Your task: Check every line of the data below for "bank". Copy each one that has it.

The data:
<<<<

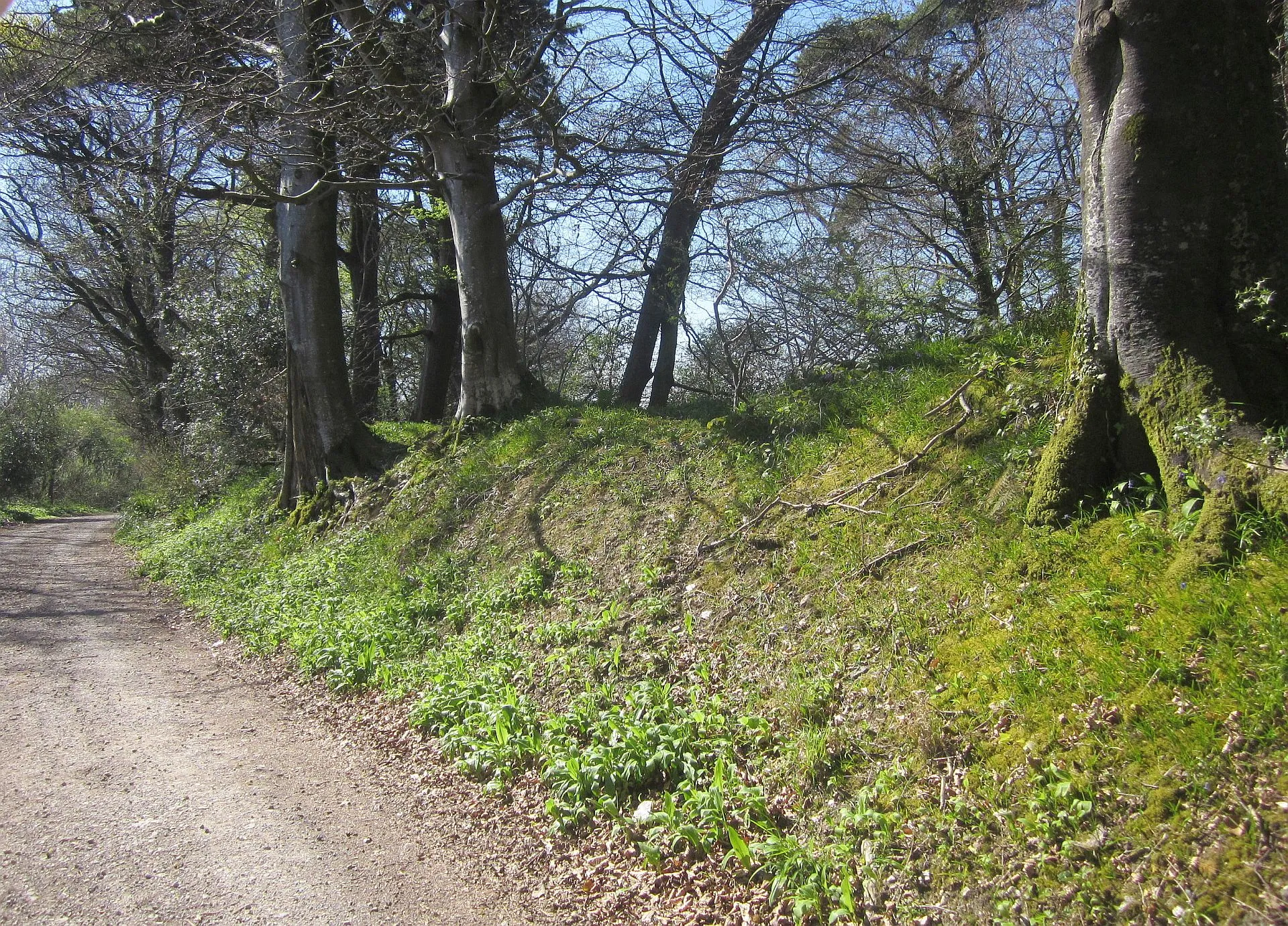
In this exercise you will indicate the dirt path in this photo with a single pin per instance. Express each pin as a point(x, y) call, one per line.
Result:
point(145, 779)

>>>>
<<<<

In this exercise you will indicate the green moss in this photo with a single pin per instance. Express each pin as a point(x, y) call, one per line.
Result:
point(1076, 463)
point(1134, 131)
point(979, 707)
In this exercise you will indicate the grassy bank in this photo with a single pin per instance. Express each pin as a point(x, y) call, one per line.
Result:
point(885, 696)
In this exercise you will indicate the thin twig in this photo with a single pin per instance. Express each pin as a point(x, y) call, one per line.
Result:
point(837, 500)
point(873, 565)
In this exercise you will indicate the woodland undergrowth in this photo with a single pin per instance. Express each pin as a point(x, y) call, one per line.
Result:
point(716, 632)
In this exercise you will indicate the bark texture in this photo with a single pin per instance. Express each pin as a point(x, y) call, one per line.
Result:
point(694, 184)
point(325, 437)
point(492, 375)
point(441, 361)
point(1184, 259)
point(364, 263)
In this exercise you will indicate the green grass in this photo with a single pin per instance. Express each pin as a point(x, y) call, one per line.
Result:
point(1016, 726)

>>>>
<<<<

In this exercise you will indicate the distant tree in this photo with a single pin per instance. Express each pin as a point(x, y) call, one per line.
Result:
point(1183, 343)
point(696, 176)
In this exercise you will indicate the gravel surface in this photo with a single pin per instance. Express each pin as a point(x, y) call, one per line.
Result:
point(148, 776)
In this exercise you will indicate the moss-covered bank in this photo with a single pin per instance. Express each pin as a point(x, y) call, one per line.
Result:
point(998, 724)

>>>>

Response to this exercise:
In this exercise you will indicate the grassy bank in this photo with a single pin per instance. Express each pin as a point(x, y) call, one per line.
In this exercise you will indicate the moss-covered bank in this photo with a single pin per instance. Express each pin as a point(x, y) call, one per line.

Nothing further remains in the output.